___ PASSO DEL DOCUMENTO

Le donne che ci piacciono. Intervista alla giornalista Claudia Sarritzu: “La mia battaglia per il linguaggio di genere”
Inauguriamo la rubrica "Le donne che piacciono" con un'intervista alla giornalista e scrittrice cagliaritana Claudia Sarritzu, autrice del fortunato saggio “Parole avanti”, che tratta senza sconti la discriminazione e la violenza di genere osservate da chi fa informazione in Italia.
Inauguriamo la rubrica “Le donne che piacciono” con un’intervista alla giornalista e scrittrice cagliaritana Claudia Sarritzu, autrice del fortunato saggio “Parole avanti”, che tratta senza sconti la discriminazione e la violenza di genere osservate da chi fa informazione in Italia.
Il libro della Sarritzu analizza le parole dei media e quelle, piene di stereotipi, della nostra quotidianità. Cerca di spiegare la necessità di un nuovo femminismo. Dalla donna sarda a quella siriana, dal maschilismo italiano a quello brasiliano, dalle lotte dei movimenti femministi occidentali fino alle combattenti curde, tesse la trama di una rivoluzione in atto che nessun maschilismo potrà fermare.

______
___ DATI FORNITI

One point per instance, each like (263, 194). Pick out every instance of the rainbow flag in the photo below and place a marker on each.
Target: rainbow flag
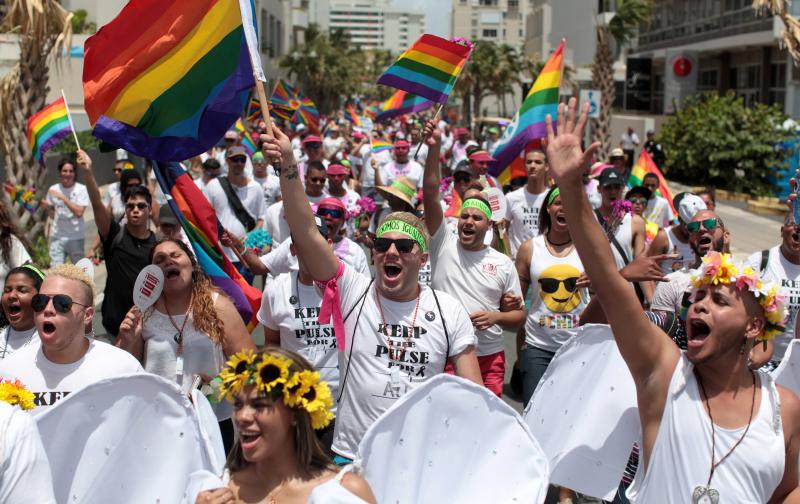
(528, 124)
(352, 116)
(199, 221)
(247, 139)
(401, 103)
(428, 68)
(47, 127)
(380, 146)
(164, 80)
(645, 165)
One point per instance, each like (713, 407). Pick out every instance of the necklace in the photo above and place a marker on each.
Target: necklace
(706, 493)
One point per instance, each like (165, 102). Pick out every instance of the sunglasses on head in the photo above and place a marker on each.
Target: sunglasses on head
(708, 224)
(61, 302)
(403, 245)
(336, 213)
(550, 285)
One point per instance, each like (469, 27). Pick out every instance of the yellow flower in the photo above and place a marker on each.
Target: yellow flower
(271, 371)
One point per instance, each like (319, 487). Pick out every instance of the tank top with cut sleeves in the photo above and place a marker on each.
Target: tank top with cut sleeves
(201, 356)
(681, 456)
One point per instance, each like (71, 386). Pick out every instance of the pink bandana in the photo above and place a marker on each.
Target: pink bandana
(332, 306)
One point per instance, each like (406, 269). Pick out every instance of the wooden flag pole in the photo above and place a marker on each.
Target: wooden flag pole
(71, 124)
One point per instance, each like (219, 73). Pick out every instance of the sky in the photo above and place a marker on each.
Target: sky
(437, 14)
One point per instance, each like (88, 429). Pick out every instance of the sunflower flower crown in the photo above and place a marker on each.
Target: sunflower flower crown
(272, 376)
(719, 269)
(15, 394)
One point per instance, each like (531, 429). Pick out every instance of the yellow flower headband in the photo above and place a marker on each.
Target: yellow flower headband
(15, 394)
(272, 376)
(718, 269)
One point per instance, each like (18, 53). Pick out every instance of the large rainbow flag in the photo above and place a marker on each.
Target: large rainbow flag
(429, 68)
(164, 80)
(528, 124)
(47, 127)
(401, 103)
(645, 165)
(200, 223)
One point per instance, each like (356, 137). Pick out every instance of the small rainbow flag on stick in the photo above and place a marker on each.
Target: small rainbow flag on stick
(528, 124)
(47, 127)
(428, 68)
(645, 165)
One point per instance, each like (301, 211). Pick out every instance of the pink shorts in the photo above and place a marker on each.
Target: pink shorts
(493, 371)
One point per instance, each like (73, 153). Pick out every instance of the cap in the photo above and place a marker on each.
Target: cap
(617, 152)
(639, 190)
(611, 176)
(336, 169)
(236, 150)
(689, 206)
(480, 155)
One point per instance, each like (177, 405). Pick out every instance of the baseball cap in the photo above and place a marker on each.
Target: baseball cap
(610, 176)
(617, 152)
(236, 150)
(336, 169)
(689, 206)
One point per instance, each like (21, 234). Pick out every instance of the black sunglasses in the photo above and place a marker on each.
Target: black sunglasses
(332, 212)
(709, 224)
(61, 302)
(403, 245)
(550, 285)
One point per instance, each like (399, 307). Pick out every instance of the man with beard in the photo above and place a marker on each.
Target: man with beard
(393, 333)
(464, 267)
(781, 264)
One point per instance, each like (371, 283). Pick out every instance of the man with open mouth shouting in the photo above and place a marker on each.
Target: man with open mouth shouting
(712, 430)
(392, 333)
(66, 359)
(477, 275)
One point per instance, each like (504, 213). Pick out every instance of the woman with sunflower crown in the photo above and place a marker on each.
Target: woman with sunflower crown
(279, 401)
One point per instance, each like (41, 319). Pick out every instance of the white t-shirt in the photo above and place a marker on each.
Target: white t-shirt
(280, 260)
(65, 224)
(17, 257)
(26, 476)
(477, 279)
(50, 382)
(787, 276)
(523, 210)
(393, 170)
(252, 197)
(374, 382)
(291, 307)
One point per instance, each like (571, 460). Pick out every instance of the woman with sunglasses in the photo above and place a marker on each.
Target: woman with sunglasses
(190, 329)
(277, 457)
(17, 328)
(550, 265)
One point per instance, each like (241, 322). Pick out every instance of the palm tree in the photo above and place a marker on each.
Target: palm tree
(43, 29)
(621, 29)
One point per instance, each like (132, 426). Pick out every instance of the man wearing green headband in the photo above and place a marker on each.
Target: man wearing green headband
(394, 334)
(464, 267)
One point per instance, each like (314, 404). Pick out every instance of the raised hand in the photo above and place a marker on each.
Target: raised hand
(564, 154)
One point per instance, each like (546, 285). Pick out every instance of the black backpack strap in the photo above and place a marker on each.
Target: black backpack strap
(363, 300)
(243, 215)
(444, 325)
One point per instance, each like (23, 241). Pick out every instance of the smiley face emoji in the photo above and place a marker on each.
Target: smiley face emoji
(558, 288)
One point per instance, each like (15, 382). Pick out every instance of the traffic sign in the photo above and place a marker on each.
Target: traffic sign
(593, 97)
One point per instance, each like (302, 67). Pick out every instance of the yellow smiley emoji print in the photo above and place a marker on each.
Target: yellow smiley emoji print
(557, 287)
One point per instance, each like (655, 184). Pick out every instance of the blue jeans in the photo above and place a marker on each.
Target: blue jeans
(533, 363)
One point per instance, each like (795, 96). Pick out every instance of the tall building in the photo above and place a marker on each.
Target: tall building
(372, 24)
(501, 21)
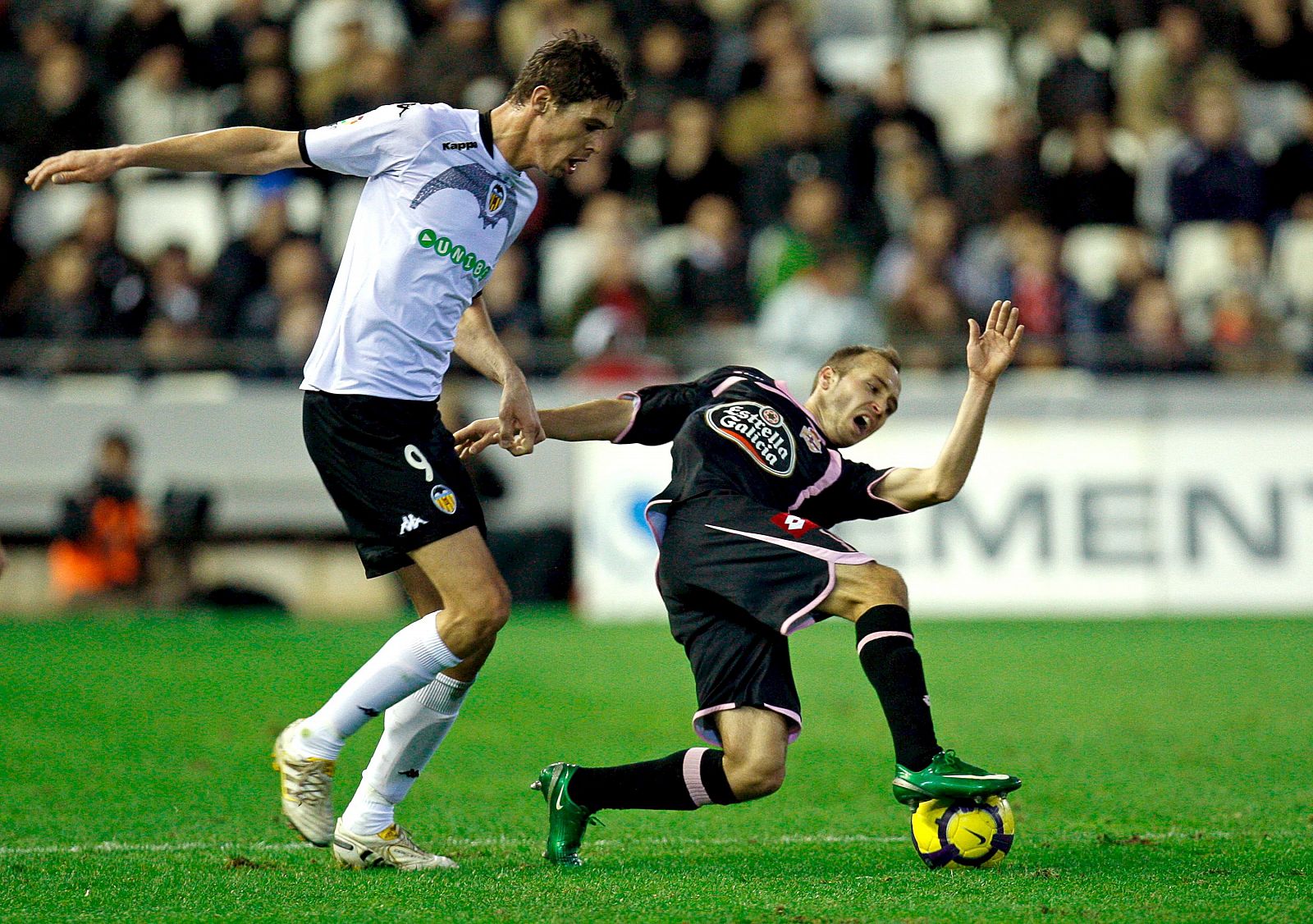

______

## CONSEGNA
Nel passo sull'intervista a Claudia Sarritzu, in che modo il libro "tesse la trama di una rivoluzione in atto"?

## RISPOSTA
Il libro passa dalla donna sarda a quella siriana e dal maschilismo italiano a quello brasiliano. Va poi dalle lotte dei movimenti femministi occidentali fino alle combattenti curde.